* _What you are asked to do_: Repeat the lines below exactly as written, please, from the line with "[detect] dirt mound" to the line with "[detect] red t-shirt", both lines included, and no others.

BEGIN The data

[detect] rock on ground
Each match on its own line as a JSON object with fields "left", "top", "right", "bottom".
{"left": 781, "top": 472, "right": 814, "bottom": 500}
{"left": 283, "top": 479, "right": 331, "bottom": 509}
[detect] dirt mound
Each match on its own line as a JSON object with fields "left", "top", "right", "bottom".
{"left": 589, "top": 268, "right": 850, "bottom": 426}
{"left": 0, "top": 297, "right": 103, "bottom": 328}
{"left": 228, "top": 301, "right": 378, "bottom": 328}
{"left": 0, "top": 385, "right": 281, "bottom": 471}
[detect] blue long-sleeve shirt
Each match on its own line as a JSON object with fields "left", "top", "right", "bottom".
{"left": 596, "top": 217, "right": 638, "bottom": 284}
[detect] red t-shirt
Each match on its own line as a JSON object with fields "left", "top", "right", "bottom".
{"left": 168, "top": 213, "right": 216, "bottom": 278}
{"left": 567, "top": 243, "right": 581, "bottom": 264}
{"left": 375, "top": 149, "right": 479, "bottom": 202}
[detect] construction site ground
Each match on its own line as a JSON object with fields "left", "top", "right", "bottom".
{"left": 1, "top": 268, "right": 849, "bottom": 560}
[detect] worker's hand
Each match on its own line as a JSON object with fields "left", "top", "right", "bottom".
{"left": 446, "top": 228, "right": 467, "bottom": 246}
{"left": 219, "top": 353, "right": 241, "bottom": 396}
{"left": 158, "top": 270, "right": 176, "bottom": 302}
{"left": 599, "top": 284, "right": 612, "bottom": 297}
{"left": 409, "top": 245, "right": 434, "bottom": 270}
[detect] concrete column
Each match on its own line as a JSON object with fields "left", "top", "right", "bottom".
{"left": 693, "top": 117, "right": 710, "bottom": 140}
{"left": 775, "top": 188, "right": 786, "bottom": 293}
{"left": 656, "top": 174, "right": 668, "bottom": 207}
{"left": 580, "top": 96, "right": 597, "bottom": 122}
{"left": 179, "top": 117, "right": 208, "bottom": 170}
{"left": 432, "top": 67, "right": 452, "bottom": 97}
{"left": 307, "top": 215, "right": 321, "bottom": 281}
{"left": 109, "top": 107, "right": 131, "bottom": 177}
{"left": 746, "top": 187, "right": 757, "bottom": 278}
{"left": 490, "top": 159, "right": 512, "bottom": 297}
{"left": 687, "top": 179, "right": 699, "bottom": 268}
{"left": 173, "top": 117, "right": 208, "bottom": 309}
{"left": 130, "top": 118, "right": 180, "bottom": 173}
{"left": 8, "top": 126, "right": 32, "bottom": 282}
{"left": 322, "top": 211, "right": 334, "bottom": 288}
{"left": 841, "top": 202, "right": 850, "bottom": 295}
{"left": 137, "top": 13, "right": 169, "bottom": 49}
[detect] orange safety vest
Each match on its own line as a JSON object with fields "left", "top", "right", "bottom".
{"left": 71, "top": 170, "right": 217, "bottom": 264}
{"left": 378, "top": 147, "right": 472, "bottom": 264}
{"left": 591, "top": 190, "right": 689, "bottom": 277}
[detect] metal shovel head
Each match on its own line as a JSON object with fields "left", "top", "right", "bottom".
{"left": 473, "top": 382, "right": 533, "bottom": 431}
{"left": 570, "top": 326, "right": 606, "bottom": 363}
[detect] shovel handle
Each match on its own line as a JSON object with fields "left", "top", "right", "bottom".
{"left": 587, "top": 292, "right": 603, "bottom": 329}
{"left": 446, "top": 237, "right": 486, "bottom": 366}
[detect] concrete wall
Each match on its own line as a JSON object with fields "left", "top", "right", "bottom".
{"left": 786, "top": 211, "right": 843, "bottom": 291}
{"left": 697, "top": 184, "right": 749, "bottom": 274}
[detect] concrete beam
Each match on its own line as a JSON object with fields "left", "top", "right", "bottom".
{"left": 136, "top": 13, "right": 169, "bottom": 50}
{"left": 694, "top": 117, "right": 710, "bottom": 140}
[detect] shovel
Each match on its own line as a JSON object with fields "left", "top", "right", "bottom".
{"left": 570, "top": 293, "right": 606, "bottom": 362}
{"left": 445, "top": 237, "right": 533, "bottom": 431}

END The data
BEGIN The data

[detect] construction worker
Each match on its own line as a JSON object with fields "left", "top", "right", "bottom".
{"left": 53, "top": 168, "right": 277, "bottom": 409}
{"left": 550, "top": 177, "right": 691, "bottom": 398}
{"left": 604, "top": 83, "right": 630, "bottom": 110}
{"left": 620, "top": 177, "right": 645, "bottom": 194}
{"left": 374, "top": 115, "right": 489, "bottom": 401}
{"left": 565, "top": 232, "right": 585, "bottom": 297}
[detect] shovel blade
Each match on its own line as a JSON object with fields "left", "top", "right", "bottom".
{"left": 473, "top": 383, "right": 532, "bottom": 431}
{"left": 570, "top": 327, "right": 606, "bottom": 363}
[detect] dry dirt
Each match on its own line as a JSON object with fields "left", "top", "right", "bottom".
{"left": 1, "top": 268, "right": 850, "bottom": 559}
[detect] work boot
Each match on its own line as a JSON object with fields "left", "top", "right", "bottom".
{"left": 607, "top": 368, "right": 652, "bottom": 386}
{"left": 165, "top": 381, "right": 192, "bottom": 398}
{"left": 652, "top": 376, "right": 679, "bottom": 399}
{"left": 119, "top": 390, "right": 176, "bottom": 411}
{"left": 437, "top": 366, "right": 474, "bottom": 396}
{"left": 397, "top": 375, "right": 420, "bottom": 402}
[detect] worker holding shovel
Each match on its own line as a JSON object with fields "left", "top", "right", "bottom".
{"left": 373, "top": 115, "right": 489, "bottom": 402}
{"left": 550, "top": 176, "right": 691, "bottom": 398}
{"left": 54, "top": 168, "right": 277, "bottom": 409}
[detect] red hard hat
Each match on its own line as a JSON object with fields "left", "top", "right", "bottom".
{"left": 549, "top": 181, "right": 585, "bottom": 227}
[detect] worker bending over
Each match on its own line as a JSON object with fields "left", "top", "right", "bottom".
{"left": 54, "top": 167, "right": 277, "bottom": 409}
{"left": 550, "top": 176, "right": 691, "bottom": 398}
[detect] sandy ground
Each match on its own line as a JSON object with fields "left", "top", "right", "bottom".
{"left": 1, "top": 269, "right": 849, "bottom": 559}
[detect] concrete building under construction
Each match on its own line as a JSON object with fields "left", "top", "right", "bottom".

END The data

* _Result for this task_:
[detect] dirt mound
Each match on its own line as a JSON object with fields "left", "top", "right", "bottom".
{"left": 589, "top": 268, "right": 850, "bottom": 426}
{"left": 0, "top": 297, "right": 103, "bottom": 328}
{"left": 228, "top": 301, "right": 378, "bottom": 328}
{"left": 0, "top": 385, "right": 281, "bottom": 471}
[detect] blue long-sleeve shirt
Each match on its own line as a JSON object with fields "left", "top", "right", "bottom".
{"left": 596, "top": 217, "right": 638, "bottom": 284}
[detect] red t-shirt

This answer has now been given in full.